_Exercise description_
Duplicate everything in the Hong Kong travel account below from "In the evening" down to "BMW or Jaguar.".

_Document text_
──────

After dinner on Sunday evening I walked along the waterfront of Tsim Sha Tsui, looking at the amazing skyline of Hong Kong Island. It was quite busy with lots of people in weird Haloween costumes, which was fun to watch.
On Monday I took the Star Ferry to Central, where I walked around among the skyscrapers for a while, before catching a ferry to Lantau Island. Hong Kong’s largest island also has the largest bronze outdoor seated Buddha statue, and that was where I was headed. From the island’s ferry terminal it took another 45 minutes or so to Po Lin, the monastery and temple complex. With a height of over 26 metres and located on top of a hill, the Tian Tan Buddha statue is quite impressive indeed. After wandering around the temple complex and statue, I took the bus and MTR to Mong Kok. However, I could not find the shops I was looking for there, and went back to Tsim Sha Tsui.
In the evening I took the Star Ferry to Central, and the bus up to The Peak for the last time. The skyline looked really impressive from there, even though it seemed a bit foggy during the day. But that was probably smog, although there are not as many cars as I thought there would be. Lots of busses and taxis, and every other car seems to be Mercedes, BMW or Jaguar.
Today I planned to visit some museums in Tsim Sha Tsui, but I had forgotten to check their opening days, and it turned out that all the interesting museums close on Tuesdays. My impromptu alternative was to take the train to Sha Tin, where the 10.000 Buddhas monastery is located. I did not count them, but reliable sources conveyed to me that there are actually more than 12.000 Buddhas in the monastery, and I had no trouble believing that. After seeing enough Buddhas for the day (week, month, year…) I took the train and bus to Kam Tin. There are two walled/fortified villages in this area, and I visited them both, but somehow the villages completely failed to impress. I could have saved myself quite some time here, since the villages were in the New Territories, quite a distance from Tsim Sha Tsui.

──────

_Material provided_
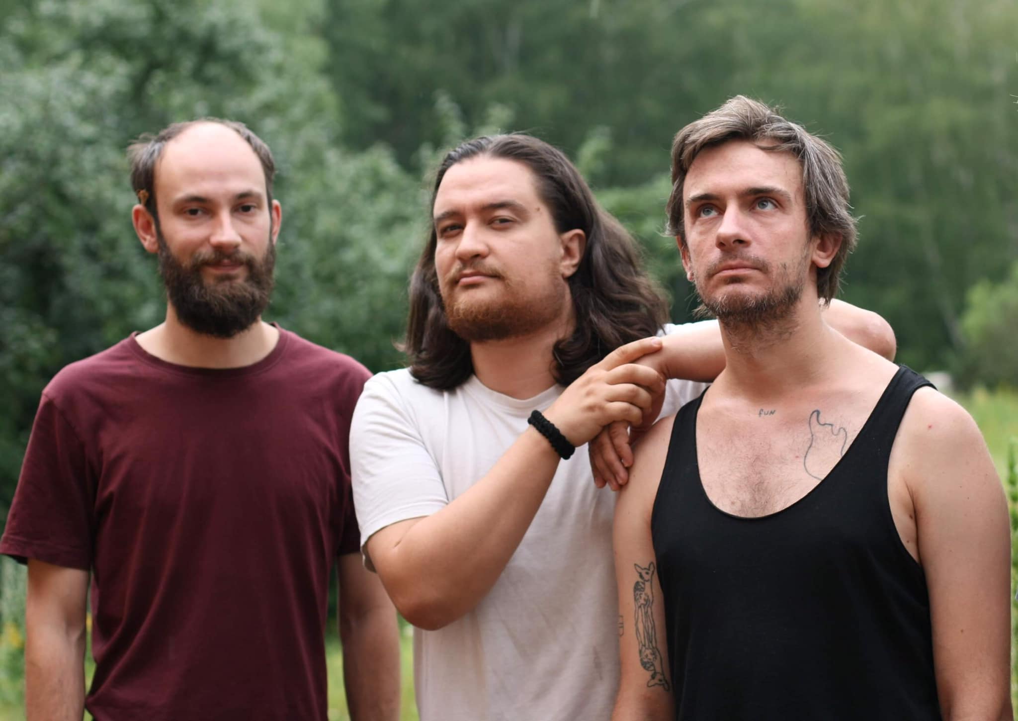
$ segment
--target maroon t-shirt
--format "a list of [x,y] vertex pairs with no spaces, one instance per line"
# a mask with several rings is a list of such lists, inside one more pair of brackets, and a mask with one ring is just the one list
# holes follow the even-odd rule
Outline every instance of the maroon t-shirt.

──────

_Complete output_
In the evening I took the Star Ferry to Central, and the bus up to The Peak for the last time. The skyline looked really impressive from there, even though it seemed a bit foggy during the day. But that was probably smog, although there are not as many cars as I thought there would be. Lots of busses and taxis, and every other car seems to be Mercedes, BMW or Jaguar.